→ **To do**
In the records below, copy out every line word for word, from the line with "Return one point per instance of the white" to the line with "x=397, y=51", including both of those lines.

→ **Record excerpts**

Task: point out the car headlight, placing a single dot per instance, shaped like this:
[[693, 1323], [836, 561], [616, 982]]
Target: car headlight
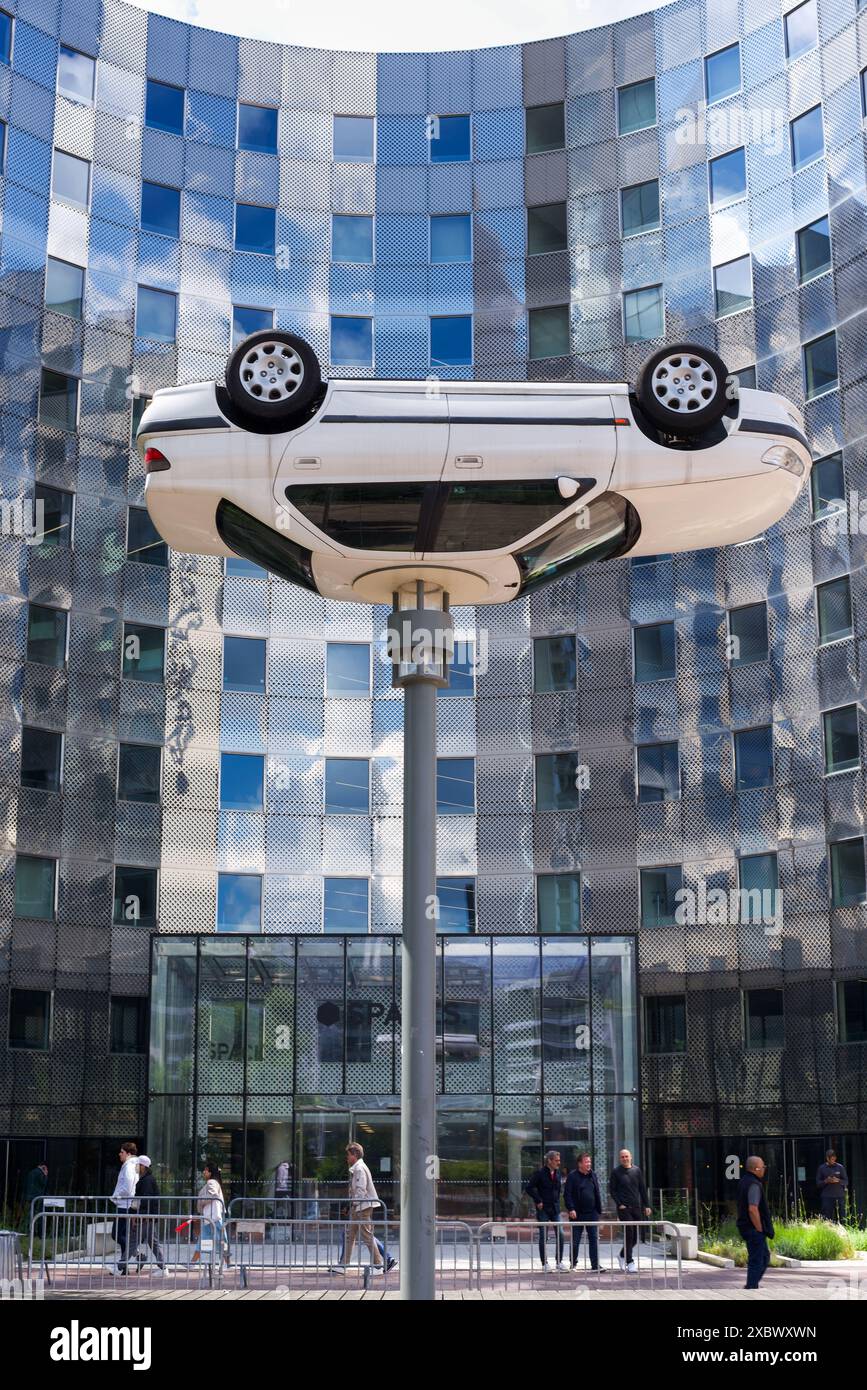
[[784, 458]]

---

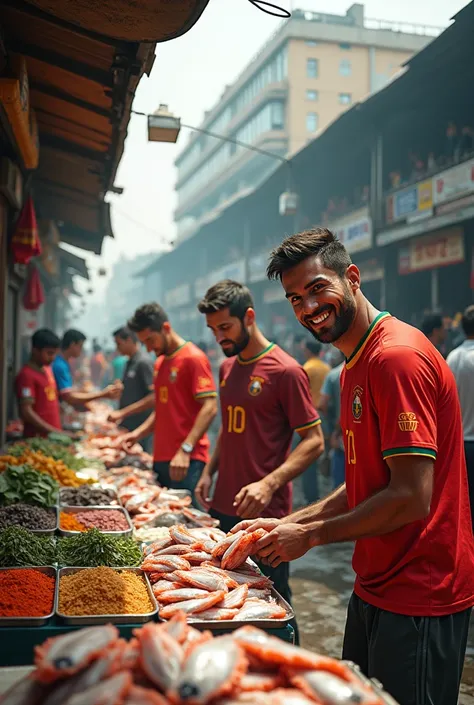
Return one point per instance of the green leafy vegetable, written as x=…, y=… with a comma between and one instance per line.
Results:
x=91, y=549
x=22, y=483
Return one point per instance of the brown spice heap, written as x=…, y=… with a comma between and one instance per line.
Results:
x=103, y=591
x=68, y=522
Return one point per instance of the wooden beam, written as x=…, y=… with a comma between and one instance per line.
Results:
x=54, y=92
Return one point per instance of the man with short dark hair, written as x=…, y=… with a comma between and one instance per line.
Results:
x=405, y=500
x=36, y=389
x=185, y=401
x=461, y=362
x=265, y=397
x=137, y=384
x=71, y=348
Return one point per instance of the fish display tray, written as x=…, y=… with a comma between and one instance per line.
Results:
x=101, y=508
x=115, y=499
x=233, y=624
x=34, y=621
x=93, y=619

==

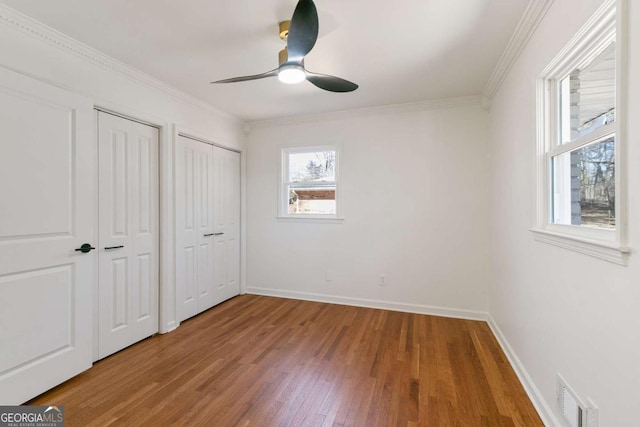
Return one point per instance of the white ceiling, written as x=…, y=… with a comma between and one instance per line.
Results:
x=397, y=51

→ **Answer**
Return one point per instance of the white ceiling, written as x=…, y=… with a comma between and one instance per line.
Results:
x=397, y=51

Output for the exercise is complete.